-- Start of Available records --

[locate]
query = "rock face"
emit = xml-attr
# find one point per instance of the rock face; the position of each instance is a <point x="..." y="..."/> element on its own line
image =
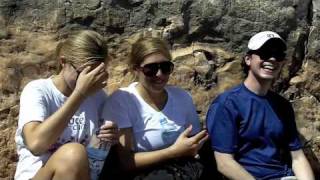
<point x="208" y="39"/>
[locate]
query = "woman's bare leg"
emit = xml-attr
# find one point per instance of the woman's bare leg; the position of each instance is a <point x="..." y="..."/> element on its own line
<point x="69" y="162"/>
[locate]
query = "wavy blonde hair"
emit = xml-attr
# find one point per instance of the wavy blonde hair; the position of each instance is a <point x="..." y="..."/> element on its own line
<point x="81" y="47"/>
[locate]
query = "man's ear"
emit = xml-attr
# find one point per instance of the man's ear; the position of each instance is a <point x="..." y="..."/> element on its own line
<point x="247" y="59"/>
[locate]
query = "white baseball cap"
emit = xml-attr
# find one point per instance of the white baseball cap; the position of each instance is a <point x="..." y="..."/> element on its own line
<point x="259" y="39"/>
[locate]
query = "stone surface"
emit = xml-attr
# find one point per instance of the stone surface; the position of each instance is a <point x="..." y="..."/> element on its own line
<point x="208" y="39"/>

-- End of Available records --

# Prompt
Retype every one of the records above word for word, omitting the pictures.

# Result for this task
[locate]
query = "rock face"
emit = xml-attr
# find one point per instance of the rock face; the position of each instance is a <point x="..." y="..."/> element on its own line
image =
<point x="208" y="39"/>
[locate]
query = "woman's bare leg"
emit = xml-attr
# find one point per instance of the woman's bare leg; the position of each instance is a <point x="..." y="..."/> element on its own line
<point x="69" y="162"/>
[locate]
query = "wavy blonde hair"
emit = xml-attr
# find one point per instance of the wavy blonde hair; the position of each instance is a <point x="..." y="..."/> element on its own line
<point x="81" y="47"/>
[locate]
query = "man's ear"
emit = xml-attr
# find one point per instance of the man's ear; the position of each instance is a <point x="..." y="..."/> element on its own line
<point x="247" y="59"/>
[locate]
query = "white baseball cap"
emit = xml-attr
# find one point per instance of the white baseball cap; the position of each instance is a <point x="..." y="..."/> element on its own line
<point x="259" y="39"/>
[locate]
query = "stone surface"
emit = xml-attr
# find one point per instance of the stone surface; the position of each instance is a <point x="..." y="..."/> element on its own line
<point x="208" y="39"/>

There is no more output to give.